EXERCISE: Reproduce exactly, and only, the lines below from the one containing "In the photo above, where can the tree" through the one containing "In the photo above, where can the flower".

[Entries taken from a collection]
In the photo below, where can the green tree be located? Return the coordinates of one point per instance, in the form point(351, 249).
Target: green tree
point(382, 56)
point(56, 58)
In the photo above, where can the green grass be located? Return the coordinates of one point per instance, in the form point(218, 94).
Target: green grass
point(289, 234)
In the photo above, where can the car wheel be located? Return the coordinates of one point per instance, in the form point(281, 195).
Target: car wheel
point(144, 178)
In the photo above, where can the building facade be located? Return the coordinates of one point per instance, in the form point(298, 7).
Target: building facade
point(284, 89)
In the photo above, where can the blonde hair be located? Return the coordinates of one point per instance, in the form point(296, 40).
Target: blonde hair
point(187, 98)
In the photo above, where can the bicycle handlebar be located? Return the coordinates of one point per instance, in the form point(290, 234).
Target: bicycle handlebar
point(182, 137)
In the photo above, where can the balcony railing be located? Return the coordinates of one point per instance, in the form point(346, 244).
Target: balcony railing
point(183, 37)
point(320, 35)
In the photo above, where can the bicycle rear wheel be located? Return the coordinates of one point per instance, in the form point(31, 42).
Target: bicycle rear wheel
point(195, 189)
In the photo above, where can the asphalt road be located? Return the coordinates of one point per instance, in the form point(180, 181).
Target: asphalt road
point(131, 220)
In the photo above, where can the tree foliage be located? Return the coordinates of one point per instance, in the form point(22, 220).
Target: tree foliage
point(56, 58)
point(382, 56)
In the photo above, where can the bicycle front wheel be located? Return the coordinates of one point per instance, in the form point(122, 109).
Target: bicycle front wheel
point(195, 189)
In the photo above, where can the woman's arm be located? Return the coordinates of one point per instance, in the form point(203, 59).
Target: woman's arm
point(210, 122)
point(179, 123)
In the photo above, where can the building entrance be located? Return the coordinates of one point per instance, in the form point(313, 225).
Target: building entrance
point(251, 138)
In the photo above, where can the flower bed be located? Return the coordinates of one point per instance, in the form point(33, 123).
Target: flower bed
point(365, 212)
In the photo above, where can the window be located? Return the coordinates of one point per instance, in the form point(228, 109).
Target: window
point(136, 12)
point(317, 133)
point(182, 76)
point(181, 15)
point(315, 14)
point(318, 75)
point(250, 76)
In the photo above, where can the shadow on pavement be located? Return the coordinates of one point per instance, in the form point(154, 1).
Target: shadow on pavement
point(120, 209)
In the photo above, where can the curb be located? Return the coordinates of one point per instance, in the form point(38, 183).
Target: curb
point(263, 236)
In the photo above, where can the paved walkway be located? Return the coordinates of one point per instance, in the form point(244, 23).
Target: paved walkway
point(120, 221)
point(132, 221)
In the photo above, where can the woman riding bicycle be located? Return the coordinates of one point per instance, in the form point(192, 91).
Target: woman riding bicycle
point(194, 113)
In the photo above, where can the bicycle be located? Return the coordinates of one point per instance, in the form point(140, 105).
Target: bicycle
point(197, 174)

COMPLETED EXERCISE:
In the photo above, where can the tree foliage be located? Return the coordinates of one point per instance, in the form point(22, 220).
Target: tree foliage
point(56, 58)
point(382, 56)
In the photo above, where can the bicycle front wheel be located? Return the coordinates of one point per instance, in the form point(122, 109).
Target: bicycle front wheel
point(195, 189)
In the photo above, where can the woman's arm be located? Return the coordinates of one point per instance, in the form point(203, 59).
Target: woman's arm
point(210, 122)
point(179, 123)
In the photo above, where can the building entrance be located? Return the coordinates of one point per instance, in the form point(313, 225).
Target: building entrance
point(251, 138)
In the photo above, where can the flower bed be located? Return the coordinates of one point per instance, in the form point(33, 123).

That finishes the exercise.